RFR 8240918: [REDO] Allow direct handshakes without VMThread intervention

Fri Apr 3 14:33:20 UTC 2020

Hi Martin,

On 4/3/20 11:20 AM, Doerr, Martin wrote:
> Hi David,
>
> the acquire belongs to the load of _pending_threads in is_completed() (handshake.cpp:270).
> It's moved below the loop because we don't need to repeat the barrier.
>
> The release barrier is integrated in Atomic::dec(&_pending_threads) (handshake.cpp:234).
> Should we better use Atomic::dec(&_pending_threads, memory_order_release) to make it precise and explicit?
As you stated in your other email too we can specify explicit memory 
ordering to Atomic::dec() which I forgot. I agree with explicitly 
changing it to Atomic::dec(&_pending_threads, memory_order_release).

> Release / acquire semantics are exactly what I was missing in the earlier version.
>
>
> I don't understand why "add_target_count" is called after the handshakes were activated (handshake.cpp:171).
> Couldn't it happen that the first handshake completes before that (it would set _pending_threads to 0)?

▶ [Data block]
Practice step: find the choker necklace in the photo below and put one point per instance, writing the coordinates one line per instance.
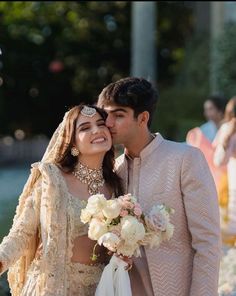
(92, 177)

▶ [Problems to work on]
[1] Rewrite the handshake review message, everything from "On 4/3/20 11:20" down to "repeat the barrier.", changing "loop" to "while loop".
[2] In the handshake review message, why was the acquire barrier moved below the loop?

▶ [Complete answers]
[1]
On 4/3/20 11:20 AM, Doerr, Martin wrote:
> Hi David,
>
> the acquire belongs to the load of _pending_threads in is_completed() (handshake.cpp:270).
> It's moved below the while loop because we don't need to repeat the barrier.

[2] It was moved below the loop because the barrier does not need to be repeated. The acquire belongs to the load of _pending_threads in is_completed() (handshake.cpp:270).